== The exercise ==
Rewrite the lines of the entries as a numbered list, leaving out any blank lines, starting at the line with "of the white" and running through the final line of the entries, both ends included.

== Pointing dataset entries ==
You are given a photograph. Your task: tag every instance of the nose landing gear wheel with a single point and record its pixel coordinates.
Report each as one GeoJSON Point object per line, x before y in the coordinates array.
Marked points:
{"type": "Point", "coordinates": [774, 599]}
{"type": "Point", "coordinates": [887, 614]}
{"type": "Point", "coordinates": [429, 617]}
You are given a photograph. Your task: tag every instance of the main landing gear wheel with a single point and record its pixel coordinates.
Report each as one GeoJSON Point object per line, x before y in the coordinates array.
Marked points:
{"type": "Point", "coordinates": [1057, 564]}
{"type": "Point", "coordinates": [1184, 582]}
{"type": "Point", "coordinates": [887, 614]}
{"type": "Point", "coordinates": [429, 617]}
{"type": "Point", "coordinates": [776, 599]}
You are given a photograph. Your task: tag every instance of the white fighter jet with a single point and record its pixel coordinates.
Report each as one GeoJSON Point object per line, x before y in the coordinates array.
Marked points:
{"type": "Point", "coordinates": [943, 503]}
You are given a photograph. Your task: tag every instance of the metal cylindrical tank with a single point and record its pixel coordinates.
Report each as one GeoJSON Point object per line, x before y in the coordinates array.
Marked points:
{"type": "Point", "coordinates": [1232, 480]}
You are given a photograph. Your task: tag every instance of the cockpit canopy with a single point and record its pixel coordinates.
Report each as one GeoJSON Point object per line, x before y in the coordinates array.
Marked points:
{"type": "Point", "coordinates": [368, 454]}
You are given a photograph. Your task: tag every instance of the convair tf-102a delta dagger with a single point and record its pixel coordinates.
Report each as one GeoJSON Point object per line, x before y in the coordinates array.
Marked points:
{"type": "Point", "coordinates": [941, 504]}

== Exercise result ==
1. You are given a photograph. Your task: tag every instance of the white fighter jet with a single point and record its pixel coordinates.
2. Report each as one GeoJSON Point object per line, x before y in the coordinates array.
3. Marked points:
4. {"type": "Point", "coordinates": [943, 503]}
5. You are given a photograph. Your task: tag every instance of the metal cylindrical tank with a single point and record its pixel coordinates.
6. Report each as one GeoJSON Point object per line, x before y in the coordinates array.
7. Marked points:
8. {"type": "Point", "coordinates": [1232, 480]}
9. You are given a photograph. Your task: tag every instance of the cockpit canopy with a single point and record its pixel coordinates.
10. Report each as one GeoJSON Point object per line, x before y in the coordinates array.
11. Marked points:
12. {"type": "Point", "coordinates": [368, 454]}
13. You are given a photograph. Your task: tag every instance of the convair tf-102a delta dagger with a single point and record its pixel coordinates.
14. Report each as one GeoJSON Point object per line, x before y in the coordinates array.
15. Marked points:
16. {"type": "Point", "coordinates": [941, 504]}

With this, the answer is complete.